### Extrait du texte
Violences en cuisine : des codes qu’on n’apprend jamais à questionner
Par Yann Kerveno
L’enfer derrière les portes battantes des cuisines. La parole s’est libérée peu à peu dans la restauration, livrant un tableau effrayant des violences sexistes au travail.
Le brouhaha des cuisines a longtemps servi à cacher les protestations, quand elles étaient exprimées. « La restauration c’est un cadre particulier, dur, il faut être résistant… On travaille cinquante à soixante heures par semaine, c’est très archaïque sur le plan humain », dépeint Manon Fleury, jeune cheffe. Et il y a les réflexions sur la capacité des femmes à assumer toutes les tâches, à porter des casseroles trop lourdes et cela va jusqu’au harcèlement voire pire. Depuis 2020, les témoignages abondent dans la presse, dénonçant pêle-mêle les mains aux fesses, les agressions sexuelles, le sexisme « ordinaire » des mots déplacés, la violence verbale envers l’ensemble des personnels, que les jeunes femmes qui intègrent ces batteries, en stage ou en formation, ont trop peur de dénoncer.
“Une forme de bizutage qui ferait partie intégrante de la formation“
Avec cette excuse qui revient souvent chez les chefs, comme l’un d’eux le confie au journal « Le Monde », en février 2021, sur la formation au métier de la cuisine : «Une femme en cuisine doit être plus forte que nous, sinon elle est cuite. C’est un métier de bourrin, un milieu d’hommes. […] En restauration, on commence très jeune, à quatorze, seize ans, en étant directement immergé dans un environnement où circulent les mêmes blagues graveleuses de cuisine en cuisine. Des codes qu’on n’apprend jamais à questionner », explique dans le même article Marion Goettlé, cheffe à l’origine de Bondir.e, une association de sensibilisation à ces violences.
« Clairement, nous attendions un “Me Too” dans la restauration contre les violences sexistes et, au-delà de ça, pour dénoncer les débordements quotidiens dans les cuisines », poursuit Manon Fleury qui a accompagné Marion Goettlé dans la création de Bondir.e. Dans son manifeste, l’association indique : « Notre secteur souffre de ce poison qui fait croire à ceux qui s’y engagent que c’est “comme ça”, un mal nécessaire pour progresser et apprendre. Une forme de bizutage qui ferait partie intégrante de la formation. Quelle industrie peut encore oser recourir à l’endurcissement pour progresser ?Face à cet état de fait, nous préférons faire le choix de la communication pour accompagner l’évolution nécessaire du secteur.»
######
### Données fournies
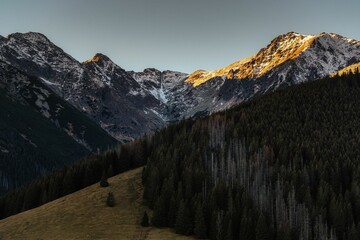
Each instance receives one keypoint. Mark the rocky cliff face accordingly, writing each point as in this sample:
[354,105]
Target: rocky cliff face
[128,104]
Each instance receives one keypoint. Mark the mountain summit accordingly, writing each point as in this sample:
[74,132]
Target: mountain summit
[307,56]
[128,104]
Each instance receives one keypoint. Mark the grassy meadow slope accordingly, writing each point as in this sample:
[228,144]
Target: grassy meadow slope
[84,215]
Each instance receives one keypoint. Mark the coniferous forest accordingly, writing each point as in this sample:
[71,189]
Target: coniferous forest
[285,165]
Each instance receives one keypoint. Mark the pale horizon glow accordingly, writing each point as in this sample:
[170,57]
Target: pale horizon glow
[175,35]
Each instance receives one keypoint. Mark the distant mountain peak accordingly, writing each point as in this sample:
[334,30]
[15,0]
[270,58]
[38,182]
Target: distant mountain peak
[98,57]
[31,36]
[282,49]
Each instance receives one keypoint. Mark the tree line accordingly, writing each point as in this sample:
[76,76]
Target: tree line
[282,166]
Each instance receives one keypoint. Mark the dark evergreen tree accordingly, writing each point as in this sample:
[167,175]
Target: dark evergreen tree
[145,220]
[103,181]
[184,221]
[199,224]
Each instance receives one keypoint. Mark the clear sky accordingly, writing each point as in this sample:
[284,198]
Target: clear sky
[182,35]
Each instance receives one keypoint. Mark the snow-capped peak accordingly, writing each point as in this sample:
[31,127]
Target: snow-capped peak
[98,58]
[280,50]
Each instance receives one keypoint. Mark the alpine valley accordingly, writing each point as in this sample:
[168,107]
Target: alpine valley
[86,105]
[232,153]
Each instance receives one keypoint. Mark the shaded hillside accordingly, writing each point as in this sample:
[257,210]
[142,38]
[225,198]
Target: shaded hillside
[282,166]
[39,130]
[84,215]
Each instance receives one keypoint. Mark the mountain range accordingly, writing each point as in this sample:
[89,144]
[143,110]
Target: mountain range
[128,104]
[85,106]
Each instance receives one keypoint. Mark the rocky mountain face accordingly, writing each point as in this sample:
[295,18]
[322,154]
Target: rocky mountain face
[39,131]
[127,104]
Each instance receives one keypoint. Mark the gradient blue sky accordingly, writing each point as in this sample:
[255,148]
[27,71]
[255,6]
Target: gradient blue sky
[182,35]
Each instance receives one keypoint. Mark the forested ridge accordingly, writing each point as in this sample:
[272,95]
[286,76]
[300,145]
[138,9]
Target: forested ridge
[282,166]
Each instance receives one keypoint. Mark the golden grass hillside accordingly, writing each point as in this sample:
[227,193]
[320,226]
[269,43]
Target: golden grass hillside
[84,215]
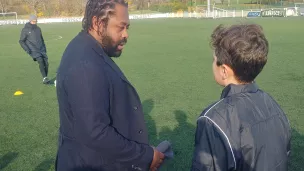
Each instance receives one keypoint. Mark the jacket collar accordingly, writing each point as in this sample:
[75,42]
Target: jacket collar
[236,89]
[99,50]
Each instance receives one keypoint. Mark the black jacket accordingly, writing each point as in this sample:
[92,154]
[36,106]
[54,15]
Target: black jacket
[245,131]
[31,40]
[102,123]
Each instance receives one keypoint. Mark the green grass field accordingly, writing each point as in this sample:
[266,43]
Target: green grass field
[169,63]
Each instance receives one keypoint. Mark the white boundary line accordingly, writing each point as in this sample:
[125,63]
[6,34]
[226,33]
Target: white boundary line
[58,37]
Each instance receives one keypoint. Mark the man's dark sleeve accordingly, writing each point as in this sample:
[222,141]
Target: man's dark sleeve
[210,152]
[22,40]
[87,88]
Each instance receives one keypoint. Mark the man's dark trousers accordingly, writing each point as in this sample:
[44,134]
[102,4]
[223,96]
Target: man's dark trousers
[43,66]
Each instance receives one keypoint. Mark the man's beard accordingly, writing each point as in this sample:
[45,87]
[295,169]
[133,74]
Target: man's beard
[109,46]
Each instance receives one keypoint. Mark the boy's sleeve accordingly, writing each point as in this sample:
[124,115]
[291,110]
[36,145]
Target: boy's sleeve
[210,152]
[23,37]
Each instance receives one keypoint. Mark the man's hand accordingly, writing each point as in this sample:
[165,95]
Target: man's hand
[158,159]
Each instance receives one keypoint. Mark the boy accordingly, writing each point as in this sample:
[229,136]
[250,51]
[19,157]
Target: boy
[32,42]
[246,130]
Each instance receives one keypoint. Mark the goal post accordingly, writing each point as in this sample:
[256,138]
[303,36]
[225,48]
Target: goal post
[11,17]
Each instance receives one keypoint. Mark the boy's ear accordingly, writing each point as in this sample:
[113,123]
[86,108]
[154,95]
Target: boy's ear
[227,72]
[224,72]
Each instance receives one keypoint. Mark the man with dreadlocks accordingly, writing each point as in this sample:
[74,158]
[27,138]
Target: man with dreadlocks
[102,123]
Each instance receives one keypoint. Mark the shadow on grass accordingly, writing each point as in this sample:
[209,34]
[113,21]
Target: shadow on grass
[7,159]
[181,137]
[45,165]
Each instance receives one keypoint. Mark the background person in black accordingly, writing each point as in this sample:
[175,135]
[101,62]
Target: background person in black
[31,40]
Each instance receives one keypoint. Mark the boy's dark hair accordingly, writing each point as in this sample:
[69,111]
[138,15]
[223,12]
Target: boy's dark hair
[243,47]
[102,9]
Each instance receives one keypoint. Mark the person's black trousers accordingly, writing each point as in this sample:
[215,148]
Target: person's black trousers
[43,66]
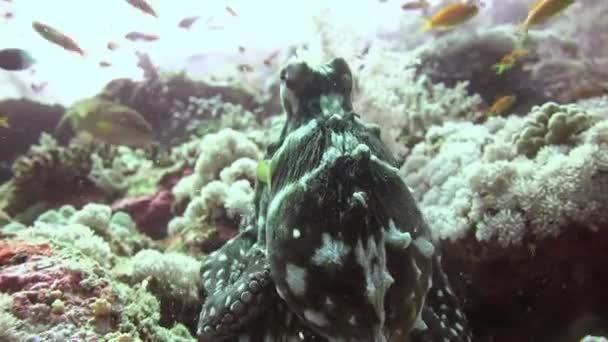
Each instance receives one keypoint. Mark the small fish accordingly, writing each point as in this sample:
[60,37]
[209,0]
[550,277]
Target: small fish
[543,10]
[108,122]
[268,60]
[38,88]
[56,37]
[501,105]
[15,59]
[264,171]
[137,36]
[451,16]
[508,61]
[245,67]
[231,11]
[143,6]
[187,22]
[415,5]
[112,46]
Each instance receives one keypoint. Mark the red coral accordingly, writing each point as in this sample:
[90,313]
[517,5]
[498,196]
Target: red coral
[152,213]
[38,279]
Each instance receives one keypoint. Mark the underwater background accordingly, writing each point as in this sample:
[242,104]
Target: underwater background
[304,171]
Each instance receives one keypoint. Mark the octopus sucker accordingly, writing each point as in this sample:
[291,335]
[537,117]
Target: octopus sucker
[336,248]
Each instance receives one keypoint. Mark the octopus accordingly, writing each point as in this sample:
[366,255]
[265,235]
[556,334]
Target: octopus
[336,249]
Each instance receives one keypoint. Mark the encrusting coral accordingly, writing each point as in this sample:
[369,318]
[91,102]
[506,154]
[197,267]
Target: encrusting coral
[62,276]
[472,177]
[49,171]
[551,124]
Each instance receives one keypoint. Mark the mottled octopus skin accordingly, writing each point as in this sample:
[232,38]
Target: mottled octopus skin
[337,249]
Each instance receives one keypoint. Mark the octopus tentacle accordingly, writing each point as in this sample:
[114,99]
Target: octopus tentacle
[238,284]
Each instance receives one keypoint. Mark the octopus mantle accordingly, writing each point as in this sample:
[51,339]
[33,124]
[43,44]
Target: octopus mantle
[337,249]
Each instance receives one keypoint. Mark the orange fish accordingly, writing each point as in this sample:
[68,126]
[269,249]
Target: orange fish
[56,37]
[508,61]
[543,10]
[136,36]
[143,6]
[231,11]
[112,46]
[187,22]
[451,16]
[501,105]
[415,5]
[4,122]
[245,67]
[268,60]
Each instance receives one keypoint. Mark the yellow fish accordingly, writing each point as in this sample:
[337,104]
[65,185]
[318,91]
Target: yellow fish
[4,122]
[543,10]
[501,105]
[108,122]
[451,16]
[264,172]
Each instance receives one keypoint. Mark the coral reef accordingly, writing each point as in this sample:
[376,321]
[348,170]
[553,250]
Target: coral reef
[539,218]
[50,174]
[59,280]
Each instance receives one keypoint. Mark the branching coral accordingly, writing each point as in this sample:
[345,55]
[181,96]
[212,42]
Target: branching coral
[404,103]
[49,171]
[175,275]
[551,124]
[57,274]
[471,178]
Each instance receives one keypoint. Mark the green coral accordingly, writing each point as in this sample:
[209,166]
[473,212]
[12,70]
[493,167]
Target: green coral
[175,275]
[551,124]
[46,170]
[141,317]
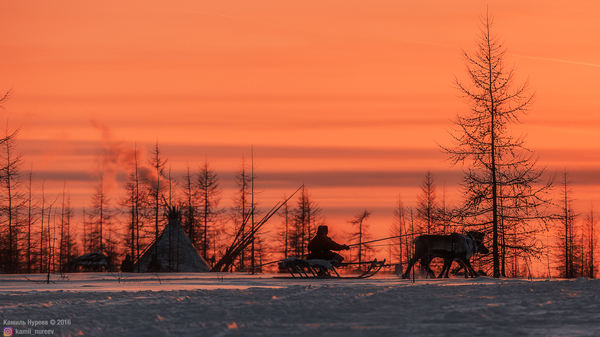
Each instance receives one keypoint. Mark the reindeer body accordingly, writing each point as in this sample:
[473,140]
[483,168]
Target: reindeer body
[449,247]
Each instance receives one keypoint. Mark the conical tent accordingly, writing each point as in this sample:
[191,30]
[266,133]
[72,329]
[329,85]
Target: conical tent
[174,252]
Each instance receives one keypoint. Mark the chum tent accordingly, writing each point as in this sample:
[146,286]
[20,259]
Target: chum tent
[174,251]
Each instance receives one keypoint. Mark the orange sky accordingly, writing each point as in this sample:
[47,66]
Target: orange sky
[349,97]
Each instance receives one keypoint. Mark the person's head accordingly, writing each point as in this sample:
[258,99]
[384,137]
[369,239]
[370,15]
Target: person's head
[322,230]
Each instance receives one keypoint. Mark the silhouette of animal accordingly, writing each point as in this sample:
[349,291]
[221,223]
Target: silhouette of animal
[453,247]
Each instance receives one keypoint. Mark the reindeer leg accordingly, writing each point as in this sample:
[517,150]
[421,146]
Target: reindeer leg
[446,267]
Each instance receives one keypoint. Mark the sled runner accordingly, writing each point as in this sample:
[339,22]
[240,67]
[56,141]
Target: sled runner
[301,268]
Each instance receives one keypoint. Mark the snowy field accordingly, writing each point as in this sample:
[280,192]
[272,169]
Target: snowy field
[245,305]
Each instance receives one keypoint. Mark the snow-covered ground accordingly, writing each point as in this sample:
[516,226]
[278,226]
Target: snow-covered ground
[260,305]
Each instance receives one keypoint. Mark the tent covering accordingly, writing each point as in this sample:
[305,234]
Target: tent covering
[174,251]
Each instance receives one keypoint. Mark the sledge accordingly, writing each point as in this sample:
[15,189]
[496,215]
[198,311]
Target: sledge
[302,268]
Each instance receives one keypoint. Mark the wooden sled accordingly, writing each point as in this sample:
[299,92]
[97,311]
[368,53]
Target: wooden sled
[301,268]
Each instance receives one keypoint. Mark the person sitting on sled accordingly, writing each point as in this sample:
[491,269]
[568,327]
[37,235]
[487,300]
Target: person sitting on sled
[321,246]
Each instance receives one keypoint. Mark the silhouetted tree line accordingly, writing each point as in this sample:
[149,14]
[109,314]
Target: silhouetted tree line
[504,194]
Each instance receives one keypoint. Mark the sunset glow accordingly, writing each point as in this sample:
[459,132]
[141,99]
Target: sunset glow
[350,98]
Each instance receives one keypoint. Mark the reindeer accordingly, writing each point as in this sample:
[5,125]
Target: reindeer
[451,247]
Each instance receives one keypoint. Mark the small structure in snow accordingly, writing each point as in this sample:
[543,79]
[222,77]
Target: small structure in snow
[173,250]
[89,262]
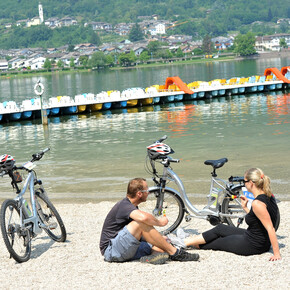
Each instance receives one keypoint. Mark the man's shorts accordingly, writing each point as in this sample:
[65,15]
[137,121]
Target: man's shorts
[125,247]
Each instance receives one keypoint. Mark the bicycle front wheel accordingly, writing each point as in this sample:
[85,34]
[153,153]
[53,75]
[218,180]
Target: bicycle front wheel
[172,205]
[16,237]
[50,217]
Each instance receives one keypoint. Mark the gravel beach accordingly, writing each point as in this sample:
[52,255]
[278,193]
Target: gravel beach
[78,264]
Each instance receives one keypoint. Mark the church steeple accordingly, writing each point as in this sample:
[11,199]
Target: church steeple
[40,11]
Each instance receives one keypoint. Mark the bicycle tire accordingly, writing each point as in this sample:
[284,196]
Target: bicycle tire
[228,207]
[173,206]
[50,216]
[16,239]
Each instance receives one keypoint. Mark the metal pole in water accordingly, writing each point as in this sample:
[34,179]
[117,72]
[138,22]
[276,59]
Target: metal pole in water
[39,90]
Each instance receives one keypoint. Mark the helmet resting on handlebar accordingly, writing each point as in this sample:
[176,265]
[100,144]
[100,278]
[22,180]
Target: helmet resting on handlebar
[157,150]
[6,162]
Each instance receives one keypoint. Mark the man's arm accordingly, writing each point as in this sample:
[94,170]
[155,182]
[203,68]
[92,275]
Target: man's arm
[148,219]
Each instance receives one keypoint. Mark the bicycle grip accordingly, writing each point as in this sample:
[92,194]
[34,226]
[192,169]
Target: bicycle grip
[45,150]
[162,139]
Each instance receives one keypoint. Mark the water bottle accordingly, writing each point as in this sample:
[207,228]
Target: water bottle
[212,198]
[26,208]
[249,196]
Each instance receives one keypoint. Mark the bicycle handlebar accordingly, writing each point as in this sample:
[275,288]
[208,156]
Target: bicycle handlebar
[38,156]
[161,139]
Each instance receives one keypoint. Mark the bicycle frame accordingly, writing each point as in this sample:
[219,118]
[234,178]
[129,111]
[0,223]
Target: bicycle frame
[36,222]
[218,187]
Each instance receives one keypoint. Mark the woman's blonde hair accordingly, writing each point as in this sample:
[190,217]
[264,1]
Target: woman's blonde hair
[261,180]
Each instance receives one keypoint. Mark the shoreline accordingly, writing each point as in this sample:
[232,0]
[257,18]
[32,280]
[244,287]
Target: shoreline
[265,54]
[78,264]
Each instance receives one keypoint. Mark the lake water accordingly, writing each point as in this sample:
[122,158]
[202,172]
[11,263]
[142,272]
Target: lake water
[93,156]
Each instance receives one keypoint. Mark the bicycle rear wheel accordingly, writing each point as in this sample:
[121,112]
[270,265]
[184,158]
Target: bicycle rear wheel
[16,237]
[173,206]
[50,217]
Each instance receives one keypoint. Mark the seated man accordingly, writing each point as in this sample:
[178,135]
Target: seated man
[129,234]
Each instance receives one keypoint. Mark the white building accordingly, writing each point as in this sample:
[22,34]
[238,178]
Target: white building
[160,28]
[3,64]
[157,29]
[271,42]
[37,63]
[40,11]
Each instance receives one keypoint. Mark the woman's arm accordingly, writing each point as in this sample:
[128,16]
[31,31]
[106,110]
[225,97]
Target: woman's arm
[263,215]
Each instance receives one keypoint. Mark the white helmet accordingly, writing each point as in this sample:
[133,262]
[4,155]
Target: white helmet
[158,149]
[6,162]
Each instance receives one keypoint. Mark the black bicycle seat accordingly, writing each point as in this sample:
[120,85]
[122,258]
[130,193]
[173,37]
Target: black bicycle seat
[216,163]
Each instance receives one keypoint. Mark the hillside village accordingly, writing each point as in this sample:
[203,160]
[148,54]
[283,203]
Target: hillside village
[34,58]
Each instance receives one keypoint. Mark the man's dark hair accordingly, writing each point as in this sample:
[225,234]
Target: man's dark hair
[134,186]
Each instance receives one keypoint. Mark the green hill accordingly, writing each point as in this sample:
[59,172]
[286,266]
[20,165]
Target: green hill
[202,17]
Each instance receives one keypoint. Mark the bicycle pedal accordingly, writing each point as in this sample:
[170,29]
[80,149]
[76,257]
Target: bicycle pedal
[52,226]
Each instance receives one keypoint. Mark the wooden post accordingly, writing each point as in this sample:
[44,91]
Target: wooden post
[39,90]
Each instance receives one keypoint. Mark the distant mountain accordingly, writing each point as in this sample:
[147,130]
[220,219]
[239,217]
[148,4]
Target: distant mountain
[197,18]
[227,13]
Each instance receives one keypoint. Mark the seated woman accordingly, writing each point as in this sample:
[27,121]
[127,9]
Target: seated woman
[259,235]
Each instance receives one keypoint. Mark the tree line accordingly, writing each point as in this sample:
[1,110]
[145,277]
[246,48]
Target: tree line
[199,17]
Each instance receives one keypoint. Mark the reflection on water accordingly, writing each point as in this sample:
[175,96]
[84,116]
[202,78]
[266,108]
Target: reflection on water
[93,156]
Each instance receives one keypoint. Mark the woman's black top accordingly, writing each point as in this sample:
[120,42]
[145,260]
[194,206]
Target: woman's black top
[256,233]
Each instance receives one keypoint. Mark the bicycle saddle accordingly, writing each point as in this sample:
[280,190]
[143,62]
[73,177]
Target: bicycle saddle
[216,163]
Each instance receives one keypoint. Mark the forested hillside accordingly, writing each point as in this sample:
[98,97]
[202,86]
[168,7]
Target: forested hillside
[199,18]
[229,13]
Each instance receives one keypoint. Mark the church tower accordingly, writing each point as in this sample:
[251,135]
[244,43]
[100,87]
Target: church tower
[40,10]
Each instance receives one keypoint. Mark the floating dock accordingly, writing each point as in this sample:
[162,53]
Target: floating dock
[174,90]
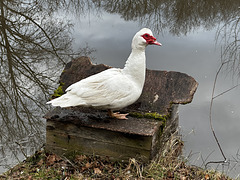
######
[Explorer le contenu]:
**a)** Citez textuellement l'article sur les violences en cuisine, tout le passage depuis « Violences en cuisine » jusqu'à « sexistes au travail. ».
**b)** D'après l'article sur les violences en cuisine, pourquoi l'association Bondir.e choisit-elle la communication ? Répondez en une à trois phrases.
**c)** Dans l'article sur les violences en cuisine, qui a accompagné Marion Goettlé dans la création de Bondir.e ?

[Solutions proposées]:
**a)**
Violences en cuisine : des codes qu’on n’apprend jamais à questionner
Par Yann Kerveno
L’enfer derrière les portes battantes des cuisines. La parole s’est libérée peu à peu dans la restauration, livrant un tableau effrayant des violences sexistes au travail.

**b)** Le secteur souffre d'un « poison » qui fait croire que ces violences sont « comme ça », un mal nécessaire pour progresser et apprendre, une forme de bizutage intégrée à la formation. Face à cet état de fait, l'association préfère la communication pour accompagner l'évolution nécessaire du secteur.

**c)** Manon Fleury, une jeune cheffe.